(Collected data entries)
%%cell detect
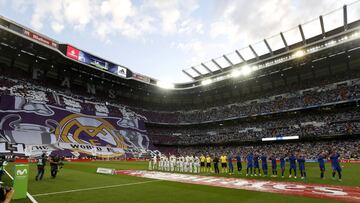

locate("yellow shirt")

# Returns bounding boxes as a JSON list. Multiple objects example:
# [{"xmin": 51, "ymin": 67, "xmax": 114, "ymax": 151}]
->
[{"xmin": 220, "ymin": 156, "xmax": 226, "ymax": 163}]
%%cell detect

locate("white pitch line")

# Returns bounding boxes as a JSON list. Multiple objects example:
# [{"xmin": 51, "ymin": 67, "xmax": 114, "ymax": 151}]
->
[
  {"xmin": 33, "ymin": 180, "xmax": 162, "ymax": 197},
  {"xmin": 4, "ymin": 169, "xmax": 38, "ymax": 203}
]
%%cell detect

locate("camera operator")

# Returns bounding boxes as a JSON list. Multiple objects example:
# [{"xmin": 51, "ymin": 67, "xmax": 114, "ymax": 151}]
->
[
  {"xmin": 0, "ymin": 155, "xmax": 7, "ymax": 181},
  {"xmin": 0, "ymin": 186, "xmax": 15, "ymax": 203},
  {"xmin": 35, "ymin": 153, "xmax": 46, "ymax": 181},
  {"xmin": 50, "ymin": 155, "xmax": 61, "ymax": 178}
]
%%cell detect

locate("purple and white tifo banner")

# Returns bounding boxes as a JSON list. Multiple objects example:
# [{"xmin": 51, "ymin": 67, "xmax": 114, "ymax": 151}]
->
[
  {"xmin": 0, "ymin": 96, "xmax": 149, "ymax": 157},
  {"xmin": 119, "ymin": 170, "xmax": 360, "ymax": 202}
]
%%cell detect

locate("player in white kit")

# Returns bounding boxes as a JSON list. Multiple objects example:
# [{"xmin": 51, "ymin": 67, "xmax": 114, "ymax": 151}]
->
[
  {"xmin": 188, "ymin": 156, "xmax": 194, "ymax": 173},
  {"xmin": 164, "ymin": 156, "xmax": 170, "ymax": 171},
  {"xmin": 179, "ymin": 156, "xmax": 185, "ymax": 172},
  {"xmin": 170, "ymin": 155, "xmax": 176, "ymax": 172},
  {"xmin": 194, "ymin": 156, "xmax": 200, "ymax": 173},
  {"xmin": 159, "ymin": 155, "xmax": 164, "ymax": 171}
]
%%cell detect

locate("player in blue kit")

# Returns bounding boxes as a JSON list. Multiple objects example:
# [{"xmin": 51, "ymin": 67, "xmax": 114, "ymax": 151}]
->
[
  {"xmin": 246, "ymin": 153, "xmax": 254, "ymax": 176},
  {"xmin": 228, "ymin": 154, "xmax": 234, "ymax": 175},
  {"xmin": 330, "ymin": 151, "xmax": 342, "ymax": 181},
  {"xmin": 280, "ymin": 155, "xmax": 286, "ymax": 178},
  {"xmin": 318, "ymin": 152, "xmax": 326, "ymax": 179},
  {"xmin": 269, "ymin": 155, "xmax": 277, "ymax": 177},
  {"xmin": 236, "ymin": 154, "xmax": 242, "ymax": 174},
  {"xmin": 297, "ymin": 154, "xmax": 306, "ymax": 179},
  {"xmin": 289, "ymin": 153, "xmax": 296, "ymax": 179},
  {"xmin": 260, "ymin": 154, "xmax": 268, "ymax": 177},
  {"xmin": 254, "ymin": 154, "xmax": 260, "ymax": 176}
]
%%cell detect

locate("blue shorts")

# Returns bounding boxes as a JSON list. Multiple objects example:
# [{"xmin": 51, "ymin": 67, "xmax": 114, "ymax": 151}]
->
[{"xmin": 332, "ymin": 166, "xmax": 342, "ymax": 172}]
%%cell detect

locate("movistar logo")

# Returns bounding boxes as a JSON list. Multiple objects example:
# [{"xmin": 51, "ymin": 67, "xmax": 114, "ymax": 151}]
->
[{"xmin": 16, "ymin": 169, "xmax": 27, "ymax": 176}]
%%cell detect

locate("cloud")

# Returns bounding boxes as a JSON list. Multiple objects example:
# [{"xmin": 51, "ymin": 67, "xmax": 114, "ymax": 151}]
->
[
  {"xmin": 13, "ymin": 0, "xmax": 203, "ymax": 40},
  {"xmin": 51, "ymin": 22, "xmax": 64, "ymax": 33}
]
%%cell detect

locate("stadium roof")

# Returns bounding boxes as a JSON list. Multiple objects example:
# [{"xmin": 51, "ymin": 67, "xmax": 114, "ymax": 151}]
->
[
  {"xmin": 183, "ymin": 2, "xmax": 360, "ymax": 80},
  {"xmin": 0, "ymin": 1, "xmax": 360, "ymax": 90}
]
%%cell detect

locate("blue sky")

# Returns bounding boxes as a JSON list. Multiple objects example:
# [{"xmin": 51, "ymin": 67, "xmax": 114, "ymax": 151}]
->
[{"xmin": 0, "ymin": 0, "xmax": 360, "ymax": 82}]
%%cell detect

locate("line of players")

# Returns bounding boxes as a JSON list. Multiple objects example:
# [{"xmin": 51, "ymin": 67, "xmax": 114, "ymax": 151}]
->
[
  {"xmin": 149, "ymin": 155, "xmax": 200, "ymax": 173},
  {"xmin": 149, "ymin": 151, "xmax": 342, "ymax": 181}
]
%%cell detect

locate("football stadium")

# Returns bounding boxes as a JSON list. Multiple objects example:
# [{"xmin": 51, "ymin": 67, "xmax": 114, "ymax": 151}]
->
[{"xmin": 0, "ymin": 0, "xmax": 360, "ymax": 203}]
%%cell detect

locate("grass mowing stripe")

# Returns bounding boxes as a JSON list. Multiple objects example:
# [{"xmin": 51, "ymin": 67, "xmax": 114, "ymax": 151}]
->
[
  {"xmin": 4, "ymin": 169, "xmax": 38, "ymax": 203},
  {"xmin": 33, "ymin": 180, "xmax": 162, "ymax": 197}
]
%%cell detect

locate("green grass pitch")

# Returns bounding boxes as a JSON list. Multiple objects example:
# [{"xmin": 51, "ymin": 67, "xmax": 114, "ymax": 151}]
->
[{"xmin": 4, "ymin": 161, "xmax": 360, "ymax": 203}]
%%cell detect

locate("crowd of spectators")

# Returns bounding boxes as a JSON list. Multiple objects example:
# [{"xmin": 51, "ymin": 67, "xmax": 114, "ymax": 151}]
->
[
  {"xmin": 175, "ymin": 139, "xmax": 360, "ymax": 159},
  {"xmin": 148, "ymin": 110, "xmax": 360, "ymax": 145},
  {"xmin": 141, "ymin": 79, "xmax": 360, "ymax": 123}
]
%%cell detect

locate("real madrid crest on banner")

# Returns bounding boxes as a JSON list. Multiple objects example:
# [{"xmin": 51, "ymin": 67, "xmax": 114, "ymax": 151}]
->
[{"xmin": 55, "ymin": 114, "xmax": 126, "ymax": 156}]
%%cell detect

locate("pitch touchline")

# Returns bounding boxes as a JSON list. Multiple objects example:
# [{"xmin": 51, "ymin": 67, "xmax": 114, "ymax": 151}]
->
[{"xmin": 33, "ymin": 180, "xmax": 162, "ymax": 197}]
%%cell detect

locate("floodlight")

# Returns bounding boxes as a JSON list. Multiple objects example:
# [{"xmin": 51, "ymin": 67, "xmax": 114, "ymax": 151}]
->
[
  {"xmin": 293, "ymin": 50, "xmax": 305, "ymax": 58},
  {"xmin": 201, "ymin": 79, "xmax": 212, "ymax": 85},
  {"xmin": 156, "ymin": 81, "xmax": 175, "ymax": 89},
  {"xmin": 231, "ymin": 69, "xmax": 241, "ymax": 78},
  {"xmin": 241, "ymin": 66, "xmax": 253, "ymax": 76}
]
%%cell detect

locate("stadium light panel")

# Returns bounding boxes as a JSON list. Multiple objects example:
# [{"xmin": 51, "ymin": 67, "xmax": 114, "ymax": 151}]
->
[
  {"xmin": 241, "ymin": 66, "xmax": 253, "ymax": 76},
  {"xmin": 156, "ymin": 81, "xmax": 175, "ymax": 89},
  {"xmin": 201, "ymin": 79, "xmax": 212, "ymax": 85},
  {"xmin": 293, "ymin": 50, "xmax": 305, "ymax": 58},
  {"xmin": 231, "ymin": 69, "xmax": 241, "ymax": 78}
]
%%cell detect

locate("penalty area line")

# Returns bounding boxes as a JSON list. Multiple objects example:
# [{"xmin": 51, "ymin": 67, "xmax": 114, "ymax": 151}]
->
[{"xmin": 32, "ymin": 180, "xmax": 162, "ymax": 197}]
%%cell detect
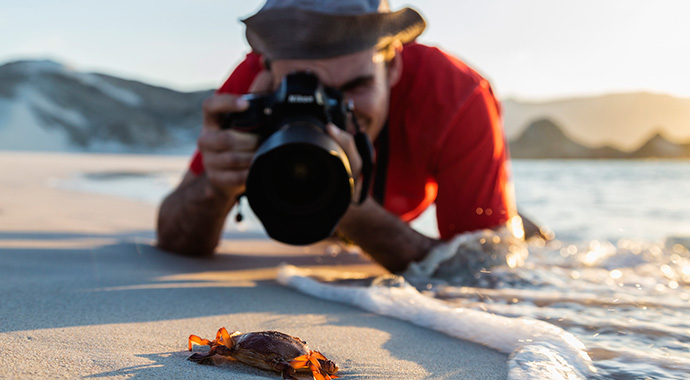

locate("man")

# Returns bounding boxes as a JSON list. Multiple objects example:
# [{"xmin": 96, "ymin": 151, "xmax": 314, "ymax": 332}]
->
[{"xmin": 158, "ymin": 0, "xmax": 516, "ymax": 272}]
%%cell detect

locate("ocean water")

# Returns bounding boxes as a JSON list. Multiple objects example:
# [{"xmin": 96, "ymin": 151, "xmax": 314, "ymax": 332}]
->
[{"xmin": 57, "ymin": 160, "xmax": 690, "ymax": 380}]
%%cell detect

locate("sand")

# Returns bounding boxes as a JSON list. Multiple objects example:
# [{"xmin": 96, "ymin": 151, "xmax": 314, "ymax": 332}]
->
[{"xmin": 0, "ymin": 152, "xmax": 507, "ymax": 380}]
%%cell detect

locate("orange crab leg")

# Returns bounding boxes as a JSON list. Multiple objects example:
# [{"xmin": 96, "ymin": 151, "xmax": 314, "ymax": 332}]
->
[
  {"xmin": 290, "ymin": 355, "xmax": 309, "ymax": 369},
  {"xmin": 188, "ymin": 335, "xmax": 211, "ymax": 351},
  {"xmin": 215, "ymin": 327, "xmax": 232, "ymax": 348},
  {"xmin": 290, "ymin": 351, "xmax": 338, "ymax": 380}
]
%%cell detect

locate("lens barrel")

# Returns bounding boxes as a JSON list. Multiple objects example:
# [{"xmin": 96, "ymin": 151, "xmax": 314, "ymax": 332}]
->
[{"xmin": 246, "ymin": 117, "xmax": 354, "ymax": 245}]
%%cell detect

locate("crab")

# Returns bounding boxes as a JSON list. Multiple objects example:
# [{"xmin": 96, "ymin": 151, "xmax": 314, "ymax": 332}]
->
[{"xmin": 188, "ymin": 327, "xmax": 338, "ymax": 380}]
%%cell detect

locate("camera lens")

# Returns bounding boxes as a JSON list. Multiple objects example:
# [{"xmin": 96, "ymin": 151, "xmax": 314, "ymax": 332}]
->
[
  {"xmin": 264, "ymin": 144, "xmax": 337, "ymax": 214},
  {"xmin": 247, "ymin": 123, "xmax": 354, "ymax": 244}
]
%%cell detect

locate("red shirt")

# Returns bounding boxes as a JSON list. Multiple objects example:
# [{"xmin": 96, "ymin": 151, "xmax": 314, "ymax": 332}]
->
[{"xmin": 191, "ymin": 43, "xmax": 516, "ymax": 240}]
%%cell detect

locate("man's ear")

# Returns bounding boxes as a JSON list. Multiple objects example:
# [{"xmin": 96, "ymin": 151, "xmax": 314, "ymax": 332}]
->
[{"xmin": 386, "ymin": 46, "xmax": 402, "ymax": 87}]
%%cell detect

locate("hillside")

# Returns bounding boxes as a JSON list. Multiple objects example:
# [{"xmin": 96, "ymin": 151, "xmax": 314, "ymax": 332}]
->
[
  {"xmin": 503, "ymin": 93, "xmax": 690, "ymax": 151},
  {"xmin": 0, "ymin": 61, "xmax": 210, "ymax": 152},
  {"xmin": 509, "ymin": 119, "xmax": 690, "ymax": 159}
]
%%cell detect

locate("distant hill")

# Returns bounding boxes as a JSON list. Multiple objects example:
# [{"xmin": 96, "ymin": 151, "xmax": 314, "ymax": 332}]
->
[
  {"xmin": 503, "ymin": 93, "xmax": 690, "ymax": 151},
  {"xmin": 510, "ymin": 119, "xmax": 690, "ymax": 159},
  {"xmin": 0, "ymin": 61, "xmax": 690, "ymax": 158},
  {"xmin": 0, "ymin": 61, "xmax": 211, "ymax": 152}
]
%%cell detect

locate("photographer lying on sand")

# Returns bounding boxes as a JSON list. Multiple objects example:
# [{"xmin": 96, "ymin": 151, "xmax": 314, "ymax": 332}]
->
[{"xmin": 158, "ymin": 0, "xmax": 536, "ymax": 272}]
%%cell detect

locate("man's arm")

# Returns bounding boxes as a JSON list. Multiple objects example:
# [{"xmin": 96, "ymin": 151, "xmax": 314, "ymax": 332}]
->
[
  {"xmin": 338, "ymin": 197, "xmax": 440, "ymax": 273},
  {"xmin": 157, "ymin": 95, "xmax": 258, "ymax": 256},
  {"xmin": 157, "ymin": 172, "xmax": 236, "ymax": 256}
]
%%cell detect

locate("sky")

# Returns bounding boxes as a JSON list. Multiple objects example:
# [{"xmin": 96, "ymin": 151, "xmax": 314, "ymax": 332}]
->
[{"xmin": 0, "ymin": 0, "xmax": 690, "ymax": 100}]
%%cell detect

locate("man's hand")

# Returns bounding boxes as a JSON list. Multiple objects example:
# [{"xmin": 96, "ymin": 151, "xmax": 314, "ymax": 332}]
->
[
  {"xmin": 197, "ymin": 95, "xmax": 258, "ymax": 198},
  {"xmin": 197, "ymin": 71, "xmax": 272, "ymax": 198}
]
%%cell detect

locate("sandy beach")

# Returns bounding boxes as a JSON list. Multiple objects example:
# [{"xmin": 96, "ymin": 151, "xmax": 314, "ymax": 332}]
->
[{"xmin": 0, "ymin": 152, "xmax": 507, "ymax": 380}]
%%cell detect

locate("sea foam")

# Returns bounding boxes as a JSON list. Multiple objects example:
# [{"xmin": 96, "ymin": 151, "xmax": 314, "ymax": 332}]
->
[{"xmin": 278, "ymin": 265, "xmax": 596, "ymax": 380}]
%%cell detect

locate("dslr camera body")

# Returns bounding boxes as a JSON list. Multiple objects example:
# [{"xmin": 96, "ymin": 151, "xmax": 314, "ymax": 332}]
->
[{"xmin": 221, "ymin": 72, "xmax": 374, "ymax": 245}]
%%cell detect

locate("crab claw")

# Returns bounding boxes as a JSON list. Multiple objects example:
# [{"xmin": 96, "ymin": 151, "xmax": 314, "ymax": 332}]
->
[
  {"xmin": 187, "ymin": 335, "xmax": 211, "ymax": 351},
  {"xmin": 290, "ymin": 351, "xmax": 338, "ymax": 380},
  {"xmin": 213, "ymin": 327, "xmax": 232, "ymax": 348}
]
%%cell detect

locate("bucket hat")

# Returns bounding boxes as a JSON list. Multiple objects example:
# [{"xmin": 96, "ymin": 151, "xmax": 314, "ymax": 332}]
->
[{"xmin": 242, "ymin": 0, "xmax": 426, "ymax": 60}]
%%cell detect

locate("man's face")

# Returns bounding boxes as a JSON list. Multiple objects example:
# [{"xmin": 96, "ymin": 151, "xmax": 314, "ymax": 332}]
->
[{"xmin": 271, "ymin": 49, "xmax": 400, "ymax": 141}]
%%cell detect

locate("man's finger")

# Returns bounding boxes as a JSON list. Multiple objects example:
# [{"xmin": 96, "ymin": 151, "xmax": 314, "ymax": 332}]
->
[
  {"xmin": 197, "ymin": 130, "xmax": 259, "ymax": 152},
  {"xmin": 204, "ymin": 151, "xmax": 254, "ymax": 170},
  {"xmin": 202, "ymin": 94, "xmax": 249, "ymax": 129}
]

[INSTRUCTION]:
Which lines above include the string "crab"? Report each one in full.

[SOLVED EXERCISE]:
locate("orange crab leg")
locate("crab")
locate("crab claw")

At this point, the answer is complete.